*AIM*
Turn every line of the listing below into a JSON list of strings, one string per line, with blank lines left out. Omit the pictures from your answer.
--- BEGIN ---
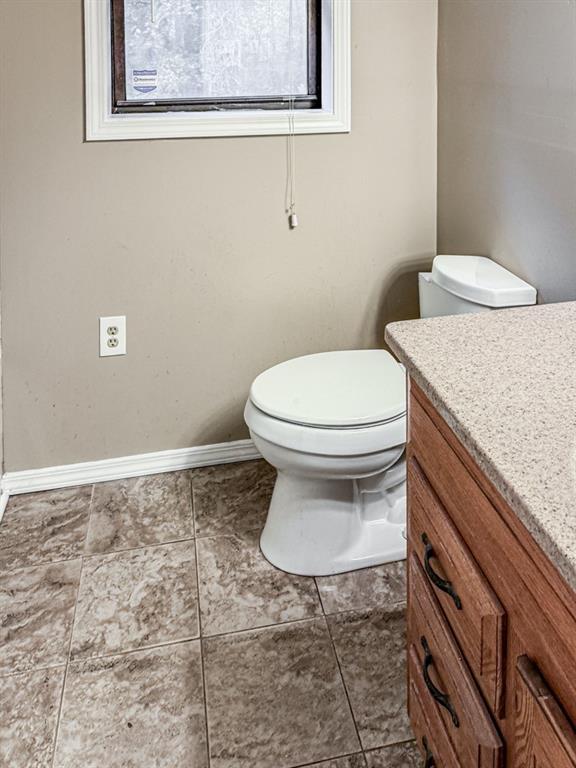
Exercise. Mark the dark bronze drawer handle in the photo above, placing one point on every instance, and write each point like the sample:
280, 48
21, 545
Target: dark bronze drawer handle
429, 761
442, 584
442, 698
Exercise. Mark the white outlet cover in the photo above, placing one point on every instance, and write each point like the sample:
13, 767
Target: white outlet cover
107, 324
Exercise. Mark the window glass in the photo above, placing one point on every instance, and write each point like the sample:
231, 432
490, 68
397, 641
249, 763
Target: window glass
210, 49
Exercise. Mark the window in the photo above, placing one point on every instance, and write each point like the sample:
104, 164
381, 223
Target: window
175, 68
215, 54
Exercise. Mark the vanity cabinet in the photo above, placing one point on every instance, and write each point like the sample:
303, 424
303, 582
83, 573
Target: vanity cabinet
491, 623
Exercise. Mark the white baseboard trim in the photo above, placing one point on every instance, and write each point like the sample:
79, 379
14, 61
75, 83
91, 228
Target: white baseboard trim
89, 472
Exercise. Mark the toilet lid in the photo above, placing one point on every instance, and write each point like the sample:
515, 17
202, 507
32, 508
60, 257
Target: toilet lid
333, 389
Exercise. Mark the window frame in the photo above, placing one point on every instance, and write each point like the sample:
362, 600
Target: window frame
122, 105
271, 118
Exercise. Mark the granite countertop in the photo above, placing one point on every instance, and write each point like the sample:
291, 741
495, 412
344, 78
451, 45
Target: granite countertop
--- END ---
*TASK RESULT*
[
  "Exercise. Mark the dark bronze drawer handle in the photo above, placing one point on every instance, and write each point like the sample:",
  "280, 48",
  "21, 545",
  "Target: dark bronze drawer handle",
  "429, 761",
  "442, 584",
  "442, 698",
  "Exercise. Mark the white outlet cover in the photo above, placing one point on every instance, and write each point like the sample:",
  "13, 767",
  "Target: white outlet cover",
  "107, 324",
  "Exercise. Mark the window glass in the photo above, placing one point on every instance, and write each point like the sample:",
  "231, 432",
  "490, 68",
  "397, 641",
  "249, 763",
  "Target: window glass",
  "210, 49",
  "Exercise. Mark the window in the photo above, placing one point on every instance, and write each point like the sample:",
  "104, 164",
  "381, 223",
  "Target: window",
  "175, 68",
  "215, 54",
  "Exercise. Mark the vanity cabinet in the photo above, placing one point on every instance, and write each point like the sample:",
  "303, 424",
  "303, 582",
  "83, 573",
  "Target: vanity cabinet",
  "491, 623",
  "Exercise. Mark the white baseboard trim in the photo above, placing one point on every instance, and write each point like the sample:",
  "79, 379",
  "14, 61",
  "75, 83",
  "91, 228",
  "Target: white baseboard trim",
  "89, 472",
  "Exercise. Mark the toilet lid in the photo above, placing one point on every instance, and write each point like the sample:",
  "515, 17",
  "202, 507",
  "32, 508",
  "60, 257",
  "Target: toilet lid",
  "333, 389",
  "Exercise. Mark the window frame in the photo above, placing one point on every instance, and write each point like the sample:",
  "362, 600",
  "Target: window frame",
  "122, 105",
  "271, 118",
  "Exercise. Mark the granite countertop in the photo above, placing one point on every instance, and write each point like the sample:",
  "291, 741",
  "495, 412",
  "344, 78",
  "451, 45",
  "Target: granite countertop"
]